BEGIN MATERIAL FOR THE TASK

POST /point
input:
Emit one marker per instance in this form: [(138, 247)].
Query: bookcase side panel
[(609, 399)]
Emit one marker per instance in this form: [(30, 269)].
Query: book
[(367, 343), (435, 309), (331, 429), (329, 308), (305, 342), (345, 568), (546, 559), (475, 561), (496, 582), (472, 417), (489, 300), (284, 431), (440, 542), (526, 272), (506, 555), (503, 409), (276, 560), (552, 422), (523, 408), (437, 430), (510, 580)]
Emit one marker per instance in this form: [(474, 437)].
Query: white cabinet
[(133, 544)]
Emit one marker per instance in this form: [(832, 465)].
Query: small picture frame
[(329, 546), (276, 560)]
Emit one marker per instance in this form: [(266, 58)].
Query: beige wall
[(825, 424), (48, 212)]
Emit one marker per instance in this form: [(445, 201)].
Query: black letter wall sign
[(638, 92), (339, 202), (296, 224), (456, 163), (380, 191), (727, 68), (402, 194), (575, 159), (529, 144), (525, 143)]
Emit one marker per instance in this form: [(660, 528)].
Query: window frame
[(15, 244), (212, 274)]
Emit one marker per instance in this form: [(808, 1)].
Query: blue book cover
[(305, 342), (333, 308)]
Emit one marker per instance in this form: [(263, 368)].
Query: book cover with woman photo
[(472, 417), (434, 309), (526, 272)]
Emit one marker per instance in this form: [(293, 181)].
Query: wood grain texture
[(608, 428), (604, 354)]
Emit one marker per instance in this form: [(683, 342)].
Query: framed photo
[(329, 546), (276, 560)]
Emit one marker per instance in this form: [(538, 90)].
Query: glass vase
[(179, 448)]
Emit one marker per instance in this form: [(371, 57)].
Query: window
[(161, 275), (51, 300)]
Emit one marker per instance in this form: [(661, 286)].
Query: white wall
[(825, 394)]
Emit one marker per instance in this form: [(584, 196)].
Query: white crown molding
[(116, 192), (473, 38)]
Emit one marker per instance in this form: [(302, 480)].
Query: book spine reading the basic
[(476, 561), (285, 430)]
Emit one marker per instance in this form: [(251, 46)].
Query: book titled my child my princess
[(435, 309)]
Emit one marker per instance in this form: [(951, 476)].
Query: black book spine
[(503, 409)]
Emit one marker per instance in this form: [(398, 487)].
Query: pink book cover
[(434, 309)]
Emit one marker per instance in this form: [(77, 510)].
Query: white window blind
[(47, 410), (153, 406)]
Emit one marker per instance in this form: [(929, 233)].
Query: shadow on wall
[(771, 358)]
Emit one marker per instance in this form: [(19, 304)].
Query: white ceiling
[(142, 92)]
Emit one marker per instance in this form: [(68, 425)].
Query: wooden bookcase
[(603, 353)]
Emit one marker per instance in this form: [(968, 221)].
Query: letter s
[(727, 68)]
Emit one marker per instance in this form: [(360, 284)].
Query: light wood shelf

END MATERIAL FOR THE TASK

Write out all of the data above word for word, with no changes.

◆ **THE RESULT**
POST /point
input:
Emit one marker per instance in this form: [(138, 247)].
Query: bookcase side panel
[(609, 399)]
Emit one marker per instance in this form: [(30, 269)].
Query: book
[(367, 343), (435, 309), (331, 429), (329, 308), (305, 342), (345, 568), (546, 559), (475, 561), (496, 582), (472, 417), (489, 300), (284, 431), (440, 542), (526, 272), (506, 555), (503, 409), (276, 560), (552, 422), (523, 408), (437, 430), (510, 580)]
Emit one marker per instance in this form: [(474, 437)].
Query: white cabinet
[(133, 544)]
Emit one marker per instance in this form: [(832, 465)].
Query: small picture frame
[(329, 546), (276, 560)]
Emit one marker per instance in this form: [(266, 58)].
Query: beige wall
[(825, 424), (48, 212)]
Emit one marker per instance in this form: [(445, 201)].
Query: black letter wall sign
[(638, 92), (339, 202), (296, 224), (456, 163), (380, 191), (727, 68), (402, 194), (575, 159), (529, 144), (525, 143)]
Emit one marker per instance in this form: [(660, 528)].
Query: window frame
[(15, 244), (212, 274)]
Emit one marker per instance in this form: [(808, 1)].
Query: blue book cover
[(305, 342), (333, 308)]
Emit one marker per instance in this form: [(263, 368)].
Query: book cover with woman photo
[(472, 417), (434, 309), (526, 272)]
Emit one marker per instance in this form: [(293, 181)].
Query: wood grain texture
[(608, 428), (604, 354)]
Emit one marker per instance in this form: [(683, 342)].
Query: framed photo
[(329, 546), (276, 560)]
Emit one marker per instance in this form: [(538, 90)].
Query: glass vase
[(179, 448)]
Emit one marker per instance in this form: [(371, 57)].
Query: window
[(161, 275), (51, 300)]
Emit one marker per instance in this form: [(661, 286)].
Query: white wall
[(825, 394)]
Emit one marker per instance in this form: [(584, 196)].
Query: white crown molding
[(116, 192), (473, 38)]
Emit one marker per instance in this form: [(302, 480)].
Query: book spine reading the basic
[(476, 561), (285, 430)]
Emit one marker per instance in this form: [(251, 46)].
Query: book titled my child my princess
[(435, 309)]
Emit one marker per instance in this form: [(951, 476)].
Query: black book spine
[(503, 409)]
Emit one marker per instance in this form: [(398, 487)].
Query: pink book cover
[(434, 309)]
Emit one marker per instance in this form: [(77, 510)].
Query: white window blind
[(47, 410), (153, 406)]
Emit one marker per instance in this form: [(929, 233)].
Query: shadow on wall
[(771, 358)]
Emit one marker per instance in this form: [(19, 304)].
Query: white ceiling
[(142, 92)]
Emit one marker per instance in this form: [(68, 425)].
Query: wooden bookcase
[(603, 353)]
Emit one marker per instance in this form: [(968, 221)].
Query: letter s
[(727, 68)]
Emit one marker per instance in this form: [(360, 284)].
Query: light wood shelf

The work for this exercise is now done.